═══ SUPPLIED DATA

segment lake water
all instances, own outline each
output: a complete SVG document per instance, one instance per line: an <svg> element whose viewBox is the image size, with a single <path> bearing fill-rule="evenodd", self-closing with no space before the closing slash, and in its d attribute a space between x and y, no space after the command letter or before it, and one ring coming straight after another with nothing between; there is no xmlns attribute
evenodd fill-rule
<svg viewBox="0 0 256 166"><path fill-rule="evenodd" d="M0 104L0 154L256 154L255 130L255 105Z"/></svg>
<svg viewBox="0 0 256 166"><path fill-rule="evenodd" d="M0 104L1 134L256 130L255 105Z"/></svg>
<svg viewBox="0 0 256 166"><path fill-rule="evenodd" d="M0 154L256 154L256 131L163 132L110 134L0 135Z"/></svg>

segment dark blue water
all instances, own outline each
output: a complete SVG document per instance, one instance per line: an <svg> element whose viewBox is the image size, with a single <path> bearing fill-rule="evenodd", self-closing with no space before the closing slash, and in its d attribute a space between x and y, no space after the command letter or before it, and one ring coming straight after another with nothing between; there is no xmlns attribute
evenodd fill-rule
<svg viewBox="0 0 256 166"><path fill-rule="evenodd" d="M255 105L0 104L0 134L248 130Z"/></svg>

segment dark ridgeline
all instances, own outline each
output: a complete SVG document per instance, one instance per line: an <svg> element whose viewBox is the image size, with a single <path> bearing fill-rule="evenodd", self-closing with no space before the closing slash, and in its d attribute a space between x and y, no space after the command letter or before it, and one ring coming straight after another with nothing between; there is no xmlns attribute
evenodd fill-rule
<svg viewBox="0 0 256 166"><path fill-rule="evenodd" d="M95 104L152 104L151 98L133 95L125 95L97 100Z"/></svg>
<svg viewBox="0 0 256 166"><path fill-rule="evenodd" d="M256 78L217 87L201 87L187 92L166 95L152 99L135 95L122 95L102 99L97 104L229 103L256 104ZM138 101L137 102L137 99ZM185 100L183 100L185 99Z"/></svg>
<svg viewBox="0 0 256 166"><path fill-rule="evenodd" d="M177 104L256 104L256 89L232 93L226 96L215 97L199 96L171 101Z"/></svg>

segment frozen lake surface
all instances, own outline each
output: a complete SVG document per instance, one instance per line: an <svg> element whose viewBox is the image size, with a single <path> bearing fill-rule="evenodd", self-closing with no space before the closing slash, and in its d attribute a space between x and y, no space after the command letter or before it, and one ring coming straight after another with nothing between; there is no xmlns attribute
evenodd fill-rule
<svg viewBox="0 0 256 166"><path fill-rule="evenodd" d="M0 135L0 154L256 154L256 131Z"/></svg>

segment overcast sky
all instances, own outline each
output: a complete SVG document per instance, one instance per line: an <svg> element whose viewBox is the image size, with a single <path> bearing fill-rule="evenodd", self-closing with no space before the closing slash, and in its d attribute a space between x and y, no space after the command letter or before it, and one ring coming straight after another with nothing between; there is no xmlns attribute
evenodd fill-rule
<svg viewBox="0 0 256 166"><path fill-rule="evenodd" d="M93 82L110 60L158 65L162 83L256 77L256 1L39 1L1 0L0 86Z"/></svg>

══════

**TASK BRIEF:**
Put every line of the items above into a Markdown table with the columns Number and Line. Number the rows and leave out blank lines.

**THE REPLY:**
| Number | Line |
|---|---|
| 1 | segment lake water |
| 2 | all instances, own outline each |
| 3 | output: a complete SVG document per instance, one instance per line: an <svg> element whose viewBox is the image size, with a single <path> bearing fill-rule="evenodd", self-closing with no space before the closing slash, and in its d attribute a space between x and y, no space after the command letter or before it, and one ring coming straight after another with nothing between; there is no xmlns attribute |
| 4 | evenodd fill-rule |
| 5 | <svg viewBox="0 0 256 166"><path fill-rule="evenodd" d="M0 104L0 154L256 154L255 130L255 105Z"/></svg> |
| 6 | <svg viewBox="0 0 256 166"><path fill-rule="evenodd" d="M0 104L1 134L256 130L255 105Z"/></svg> |
| 7 | <svg viewBox="0 0 256 166"><path fill-rule="evenodd" d="M0 154L256 154L256 131L163 132L110 134L0 135Z"/></svg> |
| 8 | segment dark blue water |
| 9 | all instances, own outline each |
| 10 | output: a complete SVG document per instance, one instance per line: an <svg> element whose viewBox is the image size, with a single <path> bearing fill-rule="evenodd", self-closing with no space before the closing slash, and in its d attribute a space between x and y, no space after the command letter or before it, and one ring coming straight after another with nothing between; there is no xmlns attribute |
| 11 | evenodd fill-rule |
| 12 | <svg viewBox="0 0 256 166"><path fill-rule="evenodd" d="M255 105L0 104L0 134L248 130Z"/></svg> |
| 13 | segment dark ridgeline |
| 14 | all instances, own outline each |
| 15 | output: a complete SVG document per instance, one instance per line: an <svg> element whose viewBox is the image size, with a single <path> bearing fill-rule="evenodd", self-closing with no space before the closing slash, and in its d attribute a space between x and y, no space after the command letter or before it, and one ring coming straight after another with nothing between; there is no xmlns attribute |
| 16 | evenodd fill-rule |
| 17 | <svg viewBox="0 0 256 166"><path fill-rule="evenodd" d="M95 104L152 104L151 98L133 95L125 95L97 100Z"/></svg> |
| 18 | <svg viewBox="0 0 256 166"><path fill-rule="evenodd" d="M256 78L217 87L201 87L187 92L166 95L152 99L135 95L122 95L102 99L97 104L229 103L256 104ZM138 101L137 102L137 99ZM185 100L183 100L185 99Z"/></svg> |
| 19 | <svg viewBox="0 0 256 166"><path fill-rule="evenodd" d="M177 104L256 104L256 89L232 93L226 96L215 97L199 96L171 101Z"/></svg> |
| 20 | segment frozen lake surface |
| 21 | all instances, own outline each |
| 22 | output: a complete SVG document per instance, one instance per line: an <svg> element whose viewBox is the image size, with a single <path> bearing fill-rule="evenodd", self-closing with no space before the closing slash, and in its d attribute a space between x and y, no space after the command letter or before it, and one ring coming straight after another with nothing between; there is no xmlns attribute |
| 23 | evenodd fill-rule |
| 24 | <svg viewBox="0 0 256 166"><path fill-rule="evenodd" d="M0 135L0 154L256 154L256 131Z"/></svg> |
| 25 | segment overcast sky |
| 26 | all instances, own outline each |
| 27 | output: a complete SVG document per instance, one instance per line: an <svg> element whose viewBox is the image size, with a single <path> bearing fill-rule="evenodd", self-closing with no space before the closing slash, and in its d attribute a space between x and y, no space after the command letter or before it, and one ring coming straight after another with nothing between; there is no xmlns attribute |
| 28 | evenodd fill-rule |
| 29 | <svg viewBox="0 0 256 166"><path fill-rule="evenodd" d="M93 82L110 60L158 65L162 83L256 77L256 1L39 1L1 0L0 86Z"/></svg> |